Part of a data file
# # # #

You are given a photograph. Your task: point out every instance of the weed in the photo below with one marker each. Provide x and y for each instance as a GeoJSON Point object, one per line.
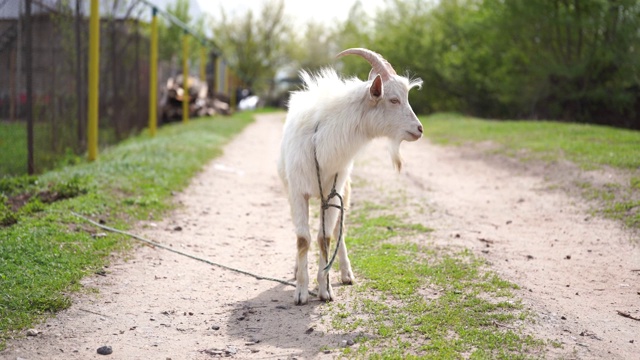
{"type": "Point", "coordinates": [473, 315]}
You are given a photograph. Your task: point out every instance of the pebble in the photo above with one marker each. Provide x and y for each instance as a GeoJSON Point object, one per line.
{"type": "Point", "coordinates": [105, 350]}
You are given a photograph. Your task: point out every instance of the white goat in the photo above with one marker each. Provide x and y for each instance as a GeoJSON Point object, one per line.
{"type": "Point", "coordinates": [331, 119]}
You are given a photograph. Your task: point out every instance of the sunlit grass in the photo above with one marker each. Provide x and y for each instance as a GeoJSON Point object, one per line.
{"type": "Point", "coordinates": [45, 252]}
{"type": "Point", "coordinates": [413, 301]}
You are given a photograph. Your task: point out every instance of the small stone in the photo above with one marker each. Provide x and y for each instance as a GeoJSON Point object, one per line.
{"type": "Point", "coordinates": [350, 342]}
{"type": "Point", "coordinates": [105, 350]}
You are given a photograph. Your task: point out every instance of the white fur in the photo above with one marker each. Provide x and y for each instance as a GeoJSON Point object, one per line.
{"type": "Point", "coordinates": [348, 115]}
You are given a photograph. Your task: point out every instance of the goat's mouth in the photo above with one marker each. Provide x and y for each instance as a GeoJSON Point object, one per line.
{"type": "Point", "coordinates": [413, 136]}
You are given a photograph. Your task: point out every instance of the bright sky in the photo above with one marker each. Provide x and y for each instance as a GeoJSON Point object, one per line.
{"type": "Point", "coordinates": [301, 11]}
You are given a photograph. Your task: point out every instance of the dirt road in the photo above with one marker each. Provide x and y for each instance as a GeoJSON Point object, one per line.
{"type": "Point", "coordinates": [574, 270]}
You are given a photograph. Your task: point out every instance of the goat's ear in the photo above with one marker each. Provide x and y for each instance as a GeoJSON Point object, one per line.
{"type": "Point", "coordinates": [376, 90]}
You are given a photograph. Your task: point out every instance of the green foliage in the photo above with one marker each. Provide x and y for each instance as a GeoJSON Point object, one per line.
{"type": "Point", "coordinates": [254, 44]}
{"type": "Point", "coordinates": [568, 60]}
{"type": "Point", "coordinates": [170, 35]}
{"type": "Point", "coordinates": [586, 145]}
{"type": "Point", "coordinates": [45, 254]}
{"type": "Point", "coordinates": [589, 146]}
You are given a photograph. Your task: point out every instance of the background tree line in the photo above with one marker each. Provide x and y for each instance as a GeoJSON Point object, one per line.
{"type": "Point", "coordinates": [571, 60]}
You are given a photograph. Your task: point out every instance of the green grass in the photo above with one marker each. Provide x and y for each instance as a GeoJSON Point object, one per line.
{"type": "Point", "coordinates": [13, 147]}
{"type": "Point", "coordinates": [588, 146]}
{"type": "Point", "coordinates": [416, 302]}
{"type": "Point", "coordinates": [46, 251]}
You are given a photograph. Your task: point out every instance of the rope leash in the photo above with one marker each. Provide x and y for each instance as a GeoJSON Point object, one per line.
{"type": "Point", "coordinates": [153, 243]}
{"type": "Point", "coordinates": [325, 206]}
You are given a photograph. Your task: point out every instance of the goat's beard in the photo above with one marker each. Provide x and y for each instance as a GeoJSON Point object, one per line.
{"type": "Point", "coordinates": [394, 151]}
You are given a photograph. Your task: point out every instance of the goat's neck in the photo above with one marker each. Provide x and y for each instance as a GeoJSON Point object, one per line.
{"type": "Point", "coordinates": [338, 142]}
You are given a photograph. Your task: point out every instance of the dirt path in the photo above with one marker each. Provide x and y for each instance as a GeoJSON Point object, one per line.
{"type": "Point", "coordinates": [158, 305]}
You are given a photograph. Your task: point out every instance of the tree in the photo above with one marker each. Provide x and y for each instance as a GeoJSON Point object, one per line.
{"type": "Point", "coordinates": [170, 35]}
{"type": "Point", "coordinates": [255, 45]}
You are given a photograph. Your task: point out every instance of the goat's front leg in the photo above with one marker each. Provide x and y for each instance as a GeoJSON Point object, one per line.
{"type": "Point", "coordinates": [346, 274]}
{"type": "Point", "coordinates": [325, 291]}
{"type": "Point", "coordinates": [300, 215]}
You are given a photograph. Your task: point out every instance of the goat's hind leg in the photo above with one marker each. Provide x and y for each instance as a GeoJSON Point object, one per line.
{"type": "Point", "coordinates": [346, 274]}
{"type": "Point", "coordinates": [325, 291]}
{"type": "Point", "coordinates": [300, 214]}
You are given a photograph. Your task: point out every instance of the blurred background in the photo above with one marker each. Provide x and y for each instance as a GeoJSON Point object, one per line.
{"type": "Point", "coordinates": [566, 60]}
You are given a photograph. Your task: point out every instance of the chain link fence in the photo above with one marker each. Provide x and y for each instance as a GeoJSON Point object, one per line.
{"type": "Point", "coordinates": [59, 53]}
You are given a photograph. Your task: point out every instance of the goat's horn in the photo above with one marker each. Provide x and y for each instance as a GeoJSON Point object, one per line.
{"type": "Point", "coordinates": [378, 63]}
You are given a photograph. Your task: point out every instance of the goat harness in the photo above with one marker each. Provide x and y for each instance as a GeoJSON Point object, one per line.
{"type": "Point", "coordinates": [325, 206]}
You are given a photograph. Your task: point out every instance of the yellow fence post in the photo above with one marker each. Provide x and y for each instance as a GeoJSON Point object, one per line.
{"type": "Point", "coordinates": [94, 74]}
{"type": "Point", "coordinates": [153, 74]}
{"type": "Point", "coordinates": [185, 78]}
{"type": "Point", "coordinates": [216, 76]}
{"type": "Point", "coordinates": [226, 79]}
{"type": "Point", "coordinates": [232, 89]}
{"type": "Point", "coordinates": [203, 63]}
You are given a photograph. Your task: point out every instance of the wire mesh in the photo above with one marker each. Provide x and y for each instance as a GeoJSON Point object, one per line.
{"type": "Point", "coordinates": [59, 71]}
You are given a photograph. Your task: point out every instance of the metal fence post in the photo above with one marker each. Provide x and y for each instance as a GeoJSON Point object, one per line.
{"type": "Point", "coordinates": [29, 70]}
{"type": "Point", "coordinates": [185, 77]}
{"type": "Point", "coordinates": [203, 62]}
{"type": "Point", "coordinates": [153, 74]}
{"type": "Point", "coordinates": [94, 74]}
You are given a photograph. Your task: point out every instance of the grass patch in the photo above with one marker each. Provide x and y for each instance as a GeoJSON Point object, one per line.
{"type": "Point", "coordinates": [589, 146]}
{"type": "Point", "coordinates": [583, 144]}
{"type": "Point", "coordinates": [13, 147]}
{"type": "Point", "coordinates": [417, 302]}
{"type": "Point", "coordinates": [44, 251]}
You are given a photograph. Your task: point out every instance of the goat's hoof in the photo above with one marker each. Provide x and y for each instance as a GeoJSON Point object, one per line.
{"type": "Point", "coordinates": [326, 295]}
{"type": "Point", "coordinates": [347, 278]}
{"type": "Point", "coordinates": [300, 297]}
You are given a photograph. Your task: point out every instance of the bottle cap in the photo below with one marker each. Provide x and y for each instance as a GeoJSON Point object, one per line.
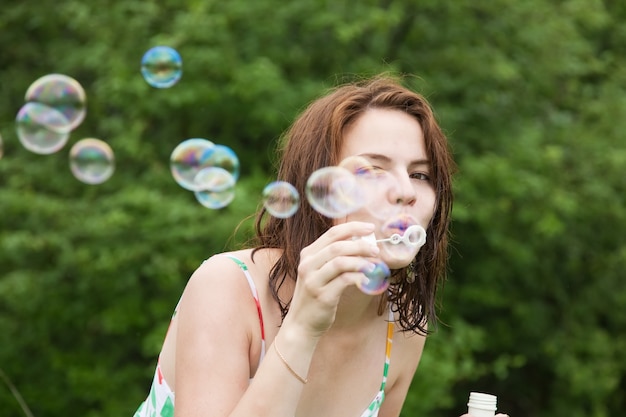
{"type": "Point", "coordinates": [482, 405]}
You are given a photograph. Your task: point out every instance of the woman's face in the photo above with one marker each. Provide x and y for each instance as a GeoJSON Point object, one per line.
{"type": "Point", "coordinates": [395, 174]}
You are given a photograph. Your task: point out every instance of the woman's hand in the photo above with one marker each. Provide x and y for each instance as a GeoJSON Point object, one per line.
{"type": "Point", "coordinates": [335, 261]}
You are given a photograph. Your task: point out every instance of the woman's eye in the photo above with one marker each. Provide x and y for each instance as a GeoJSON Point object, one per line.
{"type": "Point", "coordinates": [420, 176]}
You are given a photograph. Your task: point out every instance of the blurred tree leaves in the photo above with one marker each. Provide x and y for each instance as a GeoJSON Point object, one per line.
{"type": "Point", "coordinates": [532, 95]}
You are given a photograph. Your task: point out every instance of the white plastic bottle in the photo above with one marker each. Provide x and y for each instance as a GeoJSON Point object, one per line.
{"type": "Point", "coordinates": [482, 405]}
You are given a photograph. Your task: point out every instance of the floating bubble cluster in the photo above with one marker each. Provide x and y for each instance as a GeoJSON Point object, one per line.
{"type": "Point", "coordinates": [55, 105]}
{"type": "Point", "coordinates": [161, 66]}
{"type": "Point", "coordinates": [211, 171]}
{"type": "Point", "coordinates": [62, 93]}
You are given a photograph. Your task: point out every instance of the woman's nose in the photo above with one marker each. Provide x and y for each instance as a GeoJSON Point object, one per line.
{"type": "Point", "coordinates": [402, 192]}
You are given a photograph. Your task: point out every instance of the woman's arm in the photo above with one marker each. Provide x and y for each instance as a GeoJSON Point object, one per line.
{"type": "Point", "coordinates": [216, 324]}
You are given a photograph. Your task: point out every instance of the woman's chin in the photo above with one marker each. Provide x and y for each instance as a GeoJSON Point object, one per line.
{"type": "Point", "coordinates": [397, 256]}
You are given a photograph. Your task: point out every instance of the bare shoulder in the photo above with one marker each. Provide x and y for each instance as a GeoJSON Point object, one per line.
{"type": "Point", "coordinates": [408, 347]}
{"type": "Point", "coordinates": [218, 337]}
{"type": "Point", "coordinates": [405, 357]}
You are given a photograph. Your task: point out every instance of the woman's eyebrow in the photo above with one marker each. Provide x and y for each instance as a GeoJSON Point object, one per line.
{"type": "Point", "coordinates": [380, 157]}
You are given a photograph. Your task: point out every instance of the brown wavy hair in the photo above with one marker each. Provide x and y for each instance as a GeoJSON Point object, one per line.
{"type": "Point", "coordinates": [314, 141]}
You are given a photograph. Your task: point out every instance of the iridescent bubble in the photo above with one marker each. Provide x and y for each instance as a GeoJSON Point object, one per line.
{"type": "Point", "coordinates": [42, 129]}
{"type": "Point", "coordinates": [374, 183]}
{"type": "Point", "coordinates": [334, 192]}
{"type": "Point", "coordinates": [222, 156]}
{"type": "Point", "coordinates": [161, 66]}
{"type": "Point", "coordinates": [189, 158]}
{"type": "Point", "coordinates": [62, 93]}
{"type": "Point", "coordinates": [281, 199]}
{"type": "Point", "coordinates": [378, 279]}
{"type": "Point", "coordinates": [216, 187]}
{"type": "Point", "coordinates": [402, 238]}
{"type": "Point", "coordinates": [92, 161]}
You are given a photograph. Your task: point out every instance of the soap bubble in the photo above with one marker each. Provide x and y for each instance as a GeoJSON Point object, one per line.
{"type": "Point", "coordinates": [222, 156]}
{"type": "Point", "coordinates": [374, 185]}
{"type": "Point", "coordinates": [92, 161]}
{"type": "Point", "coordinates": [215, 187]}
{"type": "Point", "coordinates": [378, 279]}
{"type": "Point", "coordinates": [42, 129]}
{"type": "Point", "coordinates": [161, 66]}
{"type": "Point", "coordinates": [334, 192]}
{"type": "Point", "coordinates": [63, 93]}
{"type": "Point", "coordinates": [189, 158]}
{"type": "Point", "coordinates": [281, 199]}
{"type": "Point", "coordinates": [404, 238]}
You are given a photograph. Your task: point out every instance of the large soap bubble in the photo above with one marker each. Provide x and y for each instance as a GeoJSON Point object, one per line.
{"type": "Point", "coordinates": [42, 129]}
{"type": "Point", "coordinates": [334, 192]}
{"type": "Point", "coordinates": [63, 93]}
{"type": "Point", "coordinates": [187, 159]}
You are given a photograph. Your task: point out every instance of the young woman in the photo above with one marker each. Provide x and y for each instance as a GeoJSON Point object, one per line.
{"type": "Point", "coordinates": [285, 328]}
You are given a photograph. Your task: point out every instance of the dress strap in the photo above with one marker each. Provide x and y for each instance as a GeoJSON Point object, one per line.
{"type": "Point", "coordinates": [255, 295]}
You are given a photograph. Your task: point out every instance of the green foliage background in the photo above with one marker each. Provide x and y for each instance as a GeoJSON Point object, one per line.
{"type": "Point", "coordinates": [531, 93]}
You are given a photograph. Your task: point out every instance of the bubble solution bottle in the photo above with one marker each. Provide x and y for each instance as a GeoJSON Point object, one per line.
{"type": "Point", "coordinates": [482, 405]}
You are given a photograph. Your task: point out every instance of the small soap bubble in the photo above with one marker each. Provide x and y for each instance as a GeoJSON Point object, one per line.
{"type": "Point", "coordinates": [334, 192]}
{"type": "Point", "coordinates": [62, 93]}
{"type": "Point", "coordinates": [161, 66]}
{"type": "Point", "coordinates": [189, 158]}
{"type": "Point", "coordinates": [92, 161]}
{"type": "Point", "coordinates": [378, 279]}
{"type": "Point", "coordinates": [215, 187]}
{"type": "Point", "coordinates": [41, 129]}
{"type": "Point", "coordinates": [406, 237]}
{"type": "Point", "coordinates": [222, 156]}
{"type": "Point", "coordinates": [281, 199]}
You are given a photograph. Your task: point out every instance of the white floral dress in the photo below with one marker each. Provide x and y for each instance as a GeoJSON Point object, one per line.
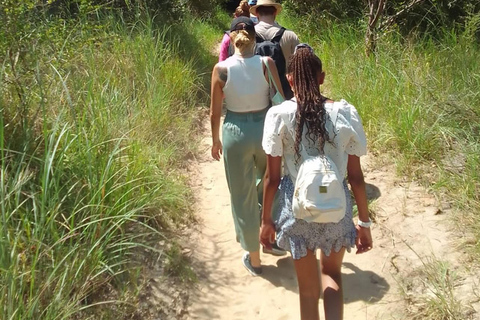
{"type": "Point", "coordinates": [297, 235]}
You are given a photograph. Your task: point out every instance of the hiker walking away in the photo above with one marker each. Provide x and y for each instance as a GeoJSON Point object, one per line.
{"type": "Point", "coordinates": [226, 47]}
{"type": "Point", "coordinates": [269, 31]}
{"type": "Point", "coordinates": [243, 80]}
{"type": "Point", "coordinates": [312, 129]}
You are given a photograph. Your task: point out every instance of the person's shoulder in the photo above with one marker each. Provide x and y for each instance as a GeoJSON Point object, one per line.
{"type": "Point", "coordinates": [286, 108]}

# # # #

## WORK REQUIRED
Exactly reproduce the lines beginning at the one that contains "the small soap" and ending at the final line of the material, with the pictures left out.

## OUTPUT OF THE TASK
You are given a photograph. Your task: point out every instance of the small soap bubble in the photo above with one marker each. Provide x and y for each instance as a GeoJSON Point object, one per line.
{"type": "Point", "coordinates": [334, 192]}
{"type": "Point", "coordinates": [62, 93]}
{"type": "Point", "coordinates": [161, 66]}
{"type": "Point", "coordinates": [189, 158]}
{"type": "Point", "coordinates": [92, 161]}
{"type": "Point", "coordinates": [378, 279]}
{"type": "Point", "coordinates": [215, 187]}
{"type": "Point", "coordinates": [41, 129]}
{"type": "Point", "coordinates": [406, 237]}
{"type": "Point", "coordinates": [222, 156]}
{"type": "Point", "coordinates": [281, 199]}
You are given a photograph. Your task: point out every instance of the white floral dress in the photo below with one marker each. Provide x and y for each instance as a GeoJSON Point object, one per line.
{"type": "Point", "coordinates": [297, 235]}
You are given a photograph. Your task: point out every instance of the hiker walking away in the photo above with one marker each. Provide x and y for each instance as a GeoJSON Point object, one per line.
{"type": "Point", "coordinates": [226, 47]}
{"type": "Point", "coordinates": [269, 31]}
{"type": "Point", "coordinates": [243, 80]}
{"type": "Point", "coordinates": [312, 129]}
You are given a photograph. Your task: point out every instance of the person's shoulder in the photo above with one marker each. Provide x and y for each instance as a GeoJSON Point object, one per line.
{"type": "Point", "coordinates": [286, 108]}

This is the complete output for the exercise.